>> Begin RECORDS

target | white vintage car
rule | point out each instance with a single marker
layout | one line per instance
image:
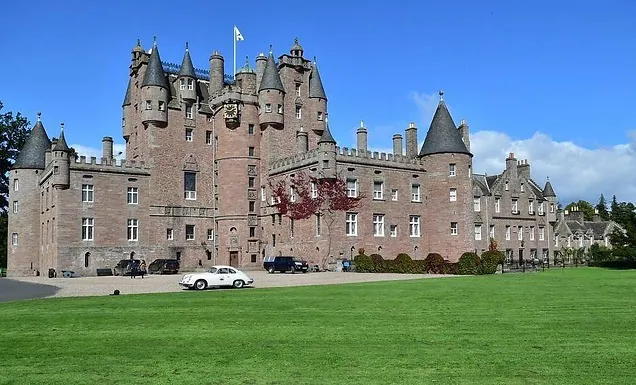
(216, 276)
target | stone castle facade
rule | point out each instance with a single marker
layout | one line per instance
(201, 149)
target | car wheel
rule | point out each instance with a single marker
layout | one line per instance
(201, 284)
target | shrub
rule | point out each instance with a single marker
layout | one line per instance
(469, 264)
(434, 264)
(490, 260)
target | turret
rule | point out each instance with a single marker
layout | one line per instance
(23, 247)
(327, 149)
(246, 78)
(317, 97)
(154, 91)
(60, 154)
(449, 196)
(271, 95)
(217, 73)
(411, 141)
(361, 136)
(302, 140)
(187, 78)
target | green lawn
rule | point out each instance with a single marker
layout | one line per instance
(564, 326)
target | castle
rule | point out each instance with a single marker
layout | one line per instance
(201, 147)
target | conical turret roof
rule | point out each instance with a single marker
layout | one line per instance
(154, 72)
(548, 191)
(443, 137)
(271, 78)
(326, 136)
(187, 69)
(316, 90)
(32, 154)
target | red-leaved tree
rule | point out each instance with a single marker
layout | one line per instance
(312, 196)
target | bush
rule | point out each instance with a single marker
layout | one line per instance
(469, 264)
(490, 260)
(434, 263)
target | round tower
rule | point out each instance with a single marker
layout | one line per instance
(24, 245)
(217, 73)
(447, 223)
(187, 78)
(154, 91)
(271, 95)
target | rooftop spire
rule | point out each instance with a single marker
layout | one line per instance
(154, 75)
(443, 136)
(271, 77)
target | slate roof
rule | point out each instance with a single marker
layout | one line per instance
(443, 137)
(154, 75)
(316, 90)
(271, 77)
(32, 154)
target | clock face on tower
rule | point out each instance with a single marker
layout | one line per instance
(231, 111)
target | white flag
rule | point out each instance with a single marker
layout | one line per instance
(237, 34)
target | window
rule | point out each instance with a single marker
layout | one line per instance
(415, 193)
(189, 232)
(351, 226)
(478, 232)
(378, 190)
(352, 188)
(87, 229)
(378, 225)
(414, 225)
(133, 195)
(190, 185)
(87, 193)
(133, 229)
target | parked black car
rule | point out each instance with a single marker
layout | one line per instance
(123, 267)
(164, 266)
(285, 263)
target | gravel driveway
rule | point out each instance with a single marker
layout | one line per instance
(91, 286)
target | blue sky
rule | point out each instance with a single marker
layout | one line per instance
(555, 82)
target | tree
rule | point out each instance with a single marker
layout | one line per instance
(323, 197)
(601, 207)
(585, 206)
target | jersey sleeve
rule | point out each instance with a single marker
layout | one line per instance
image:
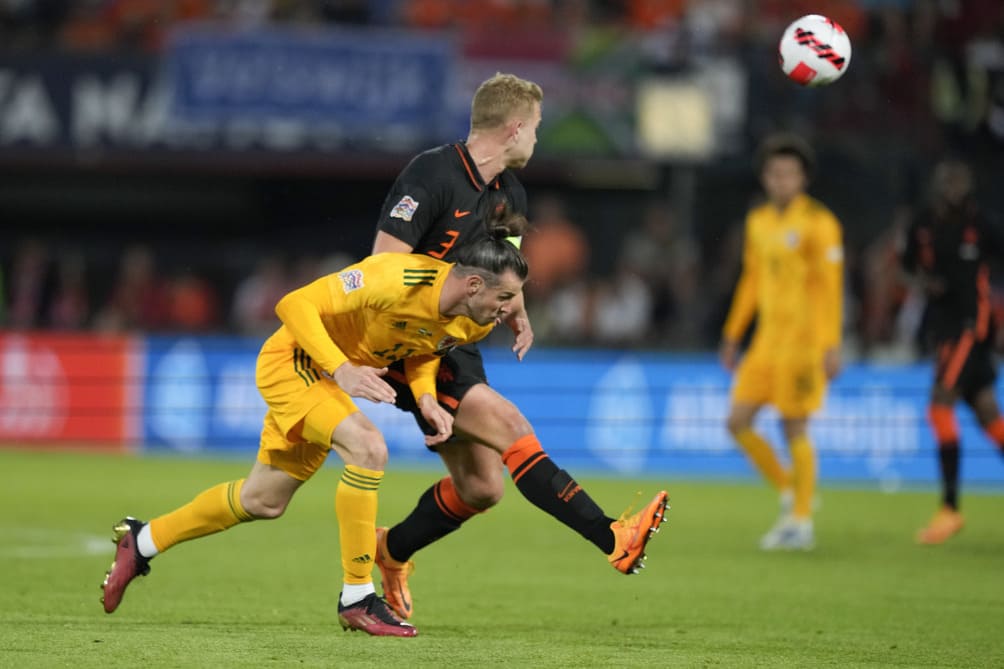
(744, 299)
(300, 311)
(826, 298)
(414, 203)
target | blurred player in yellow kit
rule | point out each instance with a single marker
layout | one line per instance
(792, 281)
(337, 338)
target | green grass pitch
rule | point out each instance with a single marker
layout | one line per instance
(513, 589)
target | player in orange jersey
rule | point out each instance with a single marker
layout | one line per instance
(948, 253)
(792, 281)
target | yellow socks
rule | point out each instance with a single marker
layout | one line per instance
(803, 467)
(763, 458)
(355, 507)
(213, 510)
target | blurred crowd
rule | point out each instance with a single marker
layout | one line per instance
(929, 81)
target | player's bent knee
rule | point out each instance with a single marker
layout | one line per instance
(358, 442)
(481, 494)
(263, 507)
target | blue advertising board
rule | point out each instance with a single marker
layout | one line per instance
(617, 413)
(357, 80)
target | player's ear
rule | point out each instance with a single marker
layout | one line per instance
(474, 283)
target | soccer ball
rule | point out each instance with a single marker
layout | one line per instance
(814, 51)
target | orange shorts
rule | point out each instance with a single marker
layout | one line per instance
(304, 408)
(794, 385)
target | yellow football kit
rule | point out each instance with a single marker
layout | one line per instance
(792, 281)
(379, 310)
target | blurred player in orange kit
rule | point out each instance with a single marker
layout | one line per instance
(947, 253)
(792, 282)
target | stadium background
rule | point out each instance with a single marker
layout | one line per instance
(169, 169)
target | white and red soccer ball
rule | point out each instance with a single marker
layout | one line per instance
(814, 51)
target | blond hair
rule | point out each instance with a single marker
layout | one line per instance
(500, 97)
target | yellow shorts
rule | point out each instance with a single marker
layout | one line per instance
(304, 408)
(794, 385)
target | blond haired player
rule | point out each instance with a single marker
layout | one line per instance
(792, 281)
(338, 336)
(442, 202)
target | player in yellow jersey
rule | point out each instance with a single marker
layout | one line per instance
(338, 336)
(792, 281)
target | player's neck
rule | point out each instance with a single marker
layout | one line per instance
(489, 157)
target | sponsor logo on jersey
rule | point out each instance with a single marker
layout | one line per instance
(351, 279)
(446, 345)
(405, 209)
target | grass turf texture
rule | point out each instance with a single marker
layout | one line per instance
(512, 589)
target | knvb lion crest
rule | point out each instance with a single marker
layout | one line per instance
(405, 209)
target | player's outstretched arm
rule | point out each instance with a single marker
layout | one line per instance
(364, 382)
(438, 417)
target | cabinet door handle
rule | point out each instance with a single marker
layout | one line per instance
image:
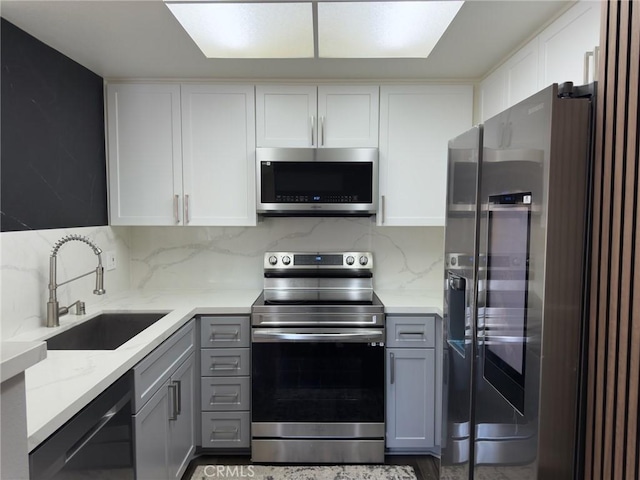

>> End RECORDS
>> Begin RECORDS

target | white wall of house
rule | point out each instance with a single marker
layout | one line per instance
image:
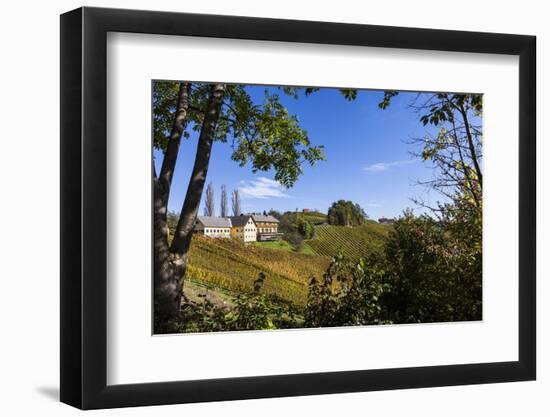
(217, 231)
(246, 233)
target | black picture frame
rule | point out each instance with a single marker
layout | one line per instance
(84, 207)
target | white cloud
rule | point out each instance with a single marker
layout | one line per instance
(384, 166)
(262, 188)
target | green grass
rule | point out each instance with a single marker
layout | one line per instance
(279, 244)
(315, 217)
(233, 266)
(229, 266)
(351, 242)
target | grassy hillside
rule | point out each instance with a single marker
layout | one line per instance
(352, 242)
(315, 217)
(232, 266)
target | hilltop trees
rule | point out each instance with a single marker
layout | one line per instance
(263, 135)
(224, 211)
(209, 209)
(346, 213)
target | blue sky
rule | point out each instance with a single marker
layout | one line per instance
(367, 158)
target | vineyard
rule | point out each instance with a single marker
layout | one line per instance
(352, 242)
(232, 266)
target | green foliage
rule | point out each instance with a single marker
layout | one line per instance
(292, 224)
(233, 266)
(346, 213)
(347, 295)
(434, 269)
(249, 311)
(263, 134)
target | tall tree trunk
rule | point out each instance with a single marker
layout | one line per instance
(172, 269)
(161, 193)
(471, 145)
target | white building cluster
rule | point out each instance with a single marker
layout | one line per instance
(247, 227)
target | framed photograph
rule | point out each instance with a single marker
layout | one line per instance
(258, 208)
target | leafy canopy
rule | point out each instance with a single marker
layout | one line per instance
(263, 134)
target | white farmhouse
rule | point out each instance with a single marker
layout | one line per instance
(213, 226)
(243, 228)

>> End RECORDS

» **SHORT PROBLEM**
Pick out each line in the records above that contains the word "black" and copy it.

» **OUTPUT**
target | parked black car
target | black picture frame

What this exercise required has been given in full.